**TASKS:**
A. Please list every actor named in the starring credits of the Tahqiqaat article.
B. According to the Tahqiqaat article, which Malayalam film was Tahqiqaat remade from?

- Theatrical release poster
- Directed by: A. Jagannathan
- Written by: K. Pushparajan
- Based on: Post Mortem (1982)
- Produced by: K. C. Bokadia
- Starring: Jeetendra; Aditya Pancholi; Sangeeta Bijlani; Ronit Roy; Farheen;
- Cinematography: Babu
- Edited by: D. N. Malik Shyam Mukherjee
- Music by: Anu Malik
- Production company: BMB Production
- Release date: 3 December 1993;
- Running time: 139 minutes
- Country: India
- Language: Hindi

= Tahqiqaat =

1993 film by A. Jagannathan

Tahqiqaat is a 1993 Indian Hindi-language thriller film, produced by K. C. Bokadia under the BMB Productions banner and directed by A. Jagannathan. It stars Jeetendra in a double role, with Aditya Pancholi, Sangeeta Bijlani, Ronit Roy, Farheen. The music was composed by Anu Malik. The film is a remake of the Malayalam film Post Mortem (1982). It was the only Hindi film directed by A. Jagannathan.

== Plot ==
The film begins in a town where Father Prem Fernandes, a Catholic priest, is loved by the people. Peter is a justice-seeking ruffian who defies violations against the poor and Father strives to mitigate his situation.

Peter has a dispute with Bhanu Pratap, a millionaire and head of the town. Peter's sister Mary is in love with Ramesh, the son of Bhanu Pratap.

Ramesh goes abroad. Mary discovers she is pregnant and confesses to Father who promises to find a solution. Overhearing the conversation, Peter's girlfriend Roopa misinterprets their relationship and informs Peter. Peter revolts against Father and is arrested but manages to abscond.

**MATERIAL:**
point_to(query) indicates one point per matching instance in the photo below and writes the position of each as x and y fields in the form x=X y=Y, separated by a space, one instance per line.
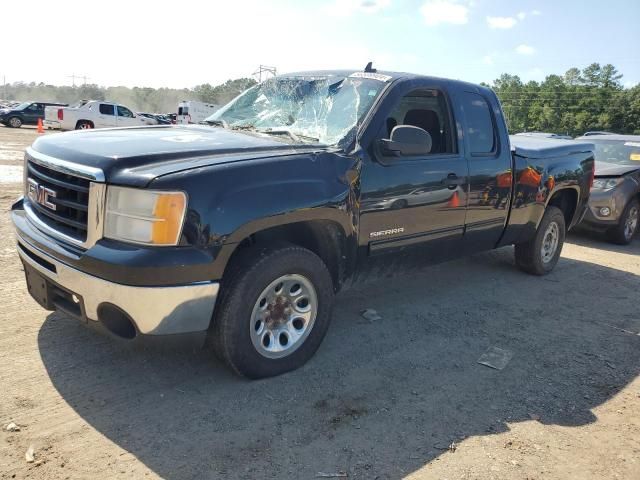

**ANSWERS TO THE EXERCISES:**
A. Jeetendra, Aditya Pancholi, Sangeeta Bijlani, Ronit Roy, Farheen

B. Post Mortem (1982)